The inflorescences appear in the axils of the leaves, have a flattened stalk 4-11 cm which curves downwards as the flowers open. There may be 11-19 or more buds in each inflorescence, with their bases joined. By the time the bud opens, it is about 3.3-6.5 cm long, including the cap (strictly the operculum) and 0.5-1.0 cm wide at the base of the cap. The stamens are erect and greenish-yellow.

==Taxonomy and naming==
The species was originally in 1844 named by Schauer in Plantae Preissianae as Symphyomyrtus lehmannii. In 1867, George Bentham in Flora Australiensis placed it in the genus Eucalyptus as Eucalyptus lehmannii after Johann Georg Christian Lehmann who was Professor of Botany and Director of the Botanic Gardens in Hamburg and editor of Plantae Preissianae. There is some confusion between the species E. lehmannii and E. conferruminata - some authors place this tree in E. conferruminata. Others discriminate between these two species on characters such as operculum length - E. conferruminata is said to have a relatively short operculum.

Records from a data collection =

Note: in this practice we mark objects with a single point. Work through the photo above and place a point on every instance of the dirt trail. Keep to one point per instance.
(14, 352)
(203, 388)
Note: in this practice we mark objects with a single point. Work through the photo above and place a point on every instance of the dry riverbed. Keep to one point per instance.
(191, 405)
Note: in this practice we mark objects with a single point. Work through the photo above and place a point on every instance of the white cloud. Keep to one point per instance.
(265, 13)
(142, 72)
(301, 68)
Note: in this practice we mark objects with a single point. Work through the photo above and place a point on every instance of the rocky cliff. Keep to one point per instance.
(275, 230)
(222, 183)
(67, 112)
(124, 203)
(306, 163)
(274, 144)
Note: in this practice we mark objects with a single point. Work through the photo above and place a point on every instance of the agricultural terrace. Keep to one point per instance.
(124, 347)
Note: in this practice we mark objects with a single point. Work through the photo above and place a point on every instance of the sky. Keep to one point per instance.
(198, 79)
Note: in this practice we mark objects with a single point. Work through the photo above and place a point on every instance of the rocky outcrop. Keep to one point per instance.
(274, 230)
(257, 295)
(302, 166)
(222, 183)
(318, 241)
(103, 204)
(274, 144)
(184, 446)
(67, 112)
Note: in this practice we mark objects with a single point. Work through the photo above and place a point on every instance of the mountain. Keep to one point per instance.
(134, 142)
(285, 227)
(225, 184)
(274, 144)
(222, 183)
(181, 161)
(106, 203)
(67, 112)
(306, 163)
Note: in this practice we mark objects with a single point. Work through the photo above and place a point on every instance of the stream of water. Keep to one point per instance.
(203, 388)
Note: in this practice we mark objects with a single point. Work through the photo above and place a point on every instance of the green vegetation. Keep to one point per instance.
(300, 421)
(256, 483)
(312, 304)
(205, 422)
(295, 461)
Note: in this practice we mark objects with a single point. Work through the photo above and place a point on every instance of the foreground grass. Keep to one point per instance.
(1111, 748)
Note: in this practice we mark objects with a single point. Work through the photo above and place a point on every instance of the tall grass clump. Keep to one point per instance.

TASK REQUIREMENTS =
1. List every person named in the text on Eucalyptus lehmannii.
2. Reproduce the passage of the Eucalyptus lehmannii text from "The inflorescences appear" up to and including "erect and greenish-yellow.", keeping every word unchanged.

SOLUTIONS TO THE TASKS =
1.
Schauer
George Bentham
Johann Georg Christian Lehmann

2.
The inflorescences appear in the axils of the leaves, have a flattened stalk 4-11 cm which curves downwards as the flowers open. There may be 11-19 or more buds in each inflorescence, with their bases joined. By the time the bud opens, it is about 3.3-6.5 cm long, including the cap (strictly the operculum) and 0.5-1.0 cm wide at the base of the cap. The stamens are erect and greenish-yellow.